## Required tasks
1. In the passage on Romney, what does a spokesperson say Romney was responding to when he said, "Who let the dogs out?"
2. List every person named in the passage on Romney.
3. Return the section of the passage on Romney that begins at the words "In the first" and stops after "the video here.", copied word for word.

## Passage given
In the first moment, Romney poses with a group of young African-Americans and says, “Who let the dogs out? Who, who.” (A spokesperson says he was responding to someone saying, “Who let you out?”) Later, he approaches a baby wearing a necklace: “Hey buddy! How’s it going? What’s happening? You got some bling bling here!” Fox News has the video here.
On the one hand, it’s a cringe-worthy display. George Romney may have marched with Martin Luther King Jr., but judging from this video you'd guess that was the last time a Romney interacted with an African-American. But on the other hand, it’s sort of adorable. He’s like your out-of-touch grandparent who tries to win you over by proving he knows the “Bad Boys” theme song. In the current issue of the New Republic, Jonathan Chait describes how Romney’s cluelessness can be touching:
Romney has acquired the aura of an overbearing, upper-class phony. But I see him as more of an earnest dweeb, desperately, and unsuccessfully, trying to fit in with his new crowd. I can almost picture him coming home from the Republican debates, crying his eyes out that he wants to move back to Massachusetts because all the other candidates keep laughing at him. If this image leaves you unmoved, you're made of sterner stuff than me.

## Stored records

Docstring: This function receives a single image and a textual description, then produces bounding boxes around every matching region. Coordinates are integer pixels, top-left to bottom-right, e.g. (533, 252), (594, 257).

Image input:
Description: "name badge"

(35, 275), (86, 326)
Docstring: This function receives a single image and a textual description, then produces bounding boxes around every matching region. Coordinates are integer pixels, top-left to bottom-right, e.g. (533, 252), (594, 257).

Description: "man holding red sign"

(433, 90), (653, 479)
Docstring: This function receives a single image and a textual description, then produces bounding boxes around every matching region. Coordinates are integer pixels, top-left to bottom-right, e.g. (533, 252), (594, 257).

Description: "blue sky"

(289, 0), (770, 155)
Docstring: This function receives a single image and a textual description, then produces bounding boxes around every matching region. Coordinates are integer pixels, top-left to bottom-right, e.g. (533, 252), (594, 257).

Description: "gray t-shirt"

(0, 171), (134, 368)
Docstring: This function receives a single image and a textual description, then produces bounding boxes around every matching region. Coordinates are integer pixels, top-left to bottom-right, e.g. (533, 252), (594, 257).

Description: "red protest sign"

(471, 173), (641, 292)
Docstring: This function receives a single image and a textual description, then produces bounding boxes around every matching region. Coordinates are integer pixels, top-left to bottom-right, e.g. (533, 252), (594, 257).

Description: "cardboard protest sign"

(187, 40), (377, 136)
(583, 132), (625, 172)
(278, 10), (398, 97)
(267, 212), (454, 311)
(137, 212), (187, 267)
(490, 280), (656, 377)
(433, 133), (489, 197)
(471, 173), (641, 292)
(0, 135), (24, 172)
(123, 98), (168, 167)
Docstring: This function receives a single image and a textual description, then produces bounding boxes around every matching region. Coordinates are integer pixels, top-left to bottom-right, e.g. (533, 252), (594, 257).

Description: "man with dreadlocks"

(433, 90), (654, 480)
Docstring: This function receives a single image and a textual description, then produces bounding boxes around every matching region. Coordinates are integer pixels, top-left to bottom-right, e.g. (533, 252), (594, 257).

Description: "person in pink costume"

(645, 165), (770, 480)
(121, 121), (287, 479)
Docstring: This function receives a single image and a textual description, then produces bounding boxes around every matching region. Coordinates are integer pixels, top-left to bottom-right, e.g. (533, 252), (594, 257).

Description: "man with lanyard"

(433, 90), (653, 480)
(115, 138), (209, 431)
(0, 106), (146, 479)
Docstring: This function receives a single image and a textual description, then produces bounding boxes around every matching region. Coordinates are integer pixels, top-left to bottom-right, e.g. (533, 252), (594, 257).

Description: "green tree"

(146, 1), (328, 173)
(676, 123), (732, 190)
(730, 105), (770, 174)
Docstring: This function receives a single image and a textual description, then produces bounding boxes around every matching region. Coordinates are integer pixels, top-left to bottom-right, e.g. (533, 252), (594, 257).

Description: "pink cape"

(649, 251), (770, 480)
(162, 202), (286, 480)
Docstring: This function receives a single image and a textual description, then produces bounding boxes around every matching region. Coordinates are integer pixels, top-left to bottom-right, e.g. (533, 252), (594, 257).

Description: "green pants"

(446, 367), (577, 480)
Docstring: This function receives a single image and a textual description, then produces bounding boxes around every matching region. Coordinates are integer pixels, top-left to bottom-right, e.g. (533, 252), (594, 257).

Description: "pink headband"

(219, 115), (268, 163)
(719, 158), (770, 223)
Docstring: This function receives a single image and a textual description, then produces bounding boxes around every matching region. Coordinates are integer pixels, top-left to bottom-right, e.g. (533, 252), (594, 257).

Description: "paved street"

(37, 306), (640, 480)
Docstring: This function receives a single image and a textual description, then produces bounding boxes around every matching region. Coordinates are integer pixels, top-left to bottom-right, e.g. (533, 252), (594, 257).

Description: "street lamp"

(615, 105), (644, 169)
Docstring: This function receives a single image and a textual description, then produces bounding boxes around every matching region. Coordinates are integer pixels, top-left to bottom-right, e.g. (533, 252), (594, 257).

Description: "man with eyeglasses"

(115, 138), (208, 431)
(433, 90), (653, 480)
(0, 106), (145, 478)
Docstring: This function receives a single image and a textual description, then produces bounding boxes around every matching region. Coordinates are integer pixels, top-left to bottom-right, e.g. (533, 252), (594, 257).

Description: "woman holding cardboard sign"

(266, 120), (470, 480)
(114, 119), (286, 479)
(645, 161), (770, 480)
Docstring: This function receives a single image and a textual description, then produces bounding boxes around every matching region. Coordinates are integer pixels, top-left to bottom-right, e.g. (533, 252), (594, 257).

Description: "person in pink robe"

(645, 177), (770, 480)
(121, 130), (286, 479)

## In response
1. He was responding to someone saying, "Who let you out?"

2. Romney, George Romney, Martin Luther King Jr., Jonathan Chait

3.
In the first moment, Romney poses with a group of young African-Americans and says, “Who let the dogs out? Who, who.” (A spokesperson says he was responding to someone saying, “Who let you out?”) Later, he approaches a baby wearing a necklace: “Hey buddy! How’s it going? What’s happening? You got some bling bling here!” Fox News has the video here.